| WHAT YOU SHOULD DO |
Copy the items below verbatim, starting at the line that contains "Each <instance> block" and ending at the line that contains "box: [102, 285, 628, 346]", with both of those lines included.

| SOURCE INFORMATION |
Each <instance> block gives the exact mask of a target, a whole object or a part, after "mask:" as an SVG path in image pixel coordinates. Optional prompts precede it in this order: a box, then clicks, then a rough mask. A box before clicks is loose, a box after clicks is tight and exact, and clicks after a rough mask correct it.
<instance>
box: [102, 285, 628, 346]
--
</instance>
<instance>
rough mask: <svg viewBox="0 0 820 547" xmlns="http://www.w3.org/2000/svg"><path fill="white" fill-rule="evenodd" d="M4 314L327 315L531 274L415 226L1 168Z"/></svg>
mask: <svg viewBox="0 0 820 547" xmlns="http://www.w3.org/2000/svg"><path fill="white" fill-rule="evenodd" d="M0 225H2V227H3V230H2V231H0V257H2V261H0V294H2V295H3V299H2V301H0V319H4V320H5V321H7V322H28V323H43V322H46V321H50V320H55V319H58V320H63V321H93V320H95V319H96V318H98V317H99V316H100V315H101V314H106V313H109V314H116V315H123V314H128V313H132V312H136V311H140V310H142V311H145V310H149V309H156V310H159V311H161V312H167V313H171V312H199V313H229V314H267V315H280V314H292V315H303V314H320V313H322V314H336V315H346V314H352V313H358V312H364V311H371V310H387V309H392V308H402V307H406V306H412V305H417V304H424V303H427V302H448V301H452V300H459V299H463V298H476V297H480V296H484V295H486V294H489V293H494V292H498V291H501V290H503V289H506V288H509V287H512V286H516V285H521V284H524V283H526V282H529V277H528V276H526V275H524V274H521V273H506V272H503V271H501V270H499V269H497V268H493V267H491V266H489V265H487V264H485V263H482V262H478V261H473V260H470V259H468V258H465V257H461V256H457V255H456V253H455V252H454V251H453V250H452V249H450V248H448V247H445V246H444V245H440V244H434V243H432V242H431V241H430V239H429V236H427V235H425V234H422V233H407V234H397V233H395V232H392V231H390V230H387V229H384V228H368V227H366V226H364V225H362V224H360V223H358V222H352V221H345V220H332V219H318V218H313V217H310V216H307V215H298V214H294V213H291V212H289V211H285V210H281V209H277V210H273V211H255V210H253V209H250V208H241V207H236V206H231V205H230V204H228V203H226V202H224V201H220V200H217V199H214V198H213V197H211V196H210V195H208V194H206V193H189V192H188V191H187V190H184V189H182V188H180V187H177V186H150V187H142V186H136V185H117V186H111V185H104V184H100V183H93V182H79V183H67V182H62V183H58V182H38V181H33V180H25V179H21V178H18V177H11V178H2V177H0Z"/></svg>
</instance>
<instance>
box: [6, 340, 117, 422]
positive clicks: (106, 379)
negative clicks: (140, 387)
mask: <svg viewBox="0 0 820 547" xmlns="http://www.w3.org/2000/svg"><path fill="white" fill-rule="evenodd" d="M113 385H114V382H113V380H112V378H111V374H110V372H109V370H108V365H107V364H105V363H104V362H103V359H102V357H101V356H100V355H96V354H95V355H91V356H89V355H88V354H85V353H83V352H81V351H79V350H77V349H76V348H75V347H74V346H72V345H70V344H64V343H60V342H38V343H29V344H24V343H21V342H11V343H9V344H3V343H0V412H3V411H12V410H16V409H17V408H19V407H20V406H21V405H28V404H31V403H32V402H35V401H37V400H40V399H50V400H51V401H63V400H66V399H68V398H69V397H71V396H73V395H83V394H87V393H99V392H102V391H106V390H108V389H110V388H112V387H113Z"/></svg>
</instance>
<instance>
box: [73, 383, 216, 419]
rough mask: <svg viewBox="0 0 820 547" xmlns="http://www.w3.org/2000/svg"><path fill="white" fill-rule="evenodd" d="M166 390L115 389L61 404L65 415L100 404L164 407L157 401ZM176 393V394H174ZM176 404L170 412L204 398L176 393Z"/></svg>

| ANSWER FOR THIS EXERCISE |
Each <instance> block gives the exact mask of a target, a whole object or a part, after "mask:" as an SVG path in image pixel coordinates. Optional prompts precede it in this order: a box, then clicks, then a rough mask. A box before clicks is loose, a box after clicks is tight and exact, and clicks after a rough mask correct it.
<instance>
box: [102, 285, 628, 346]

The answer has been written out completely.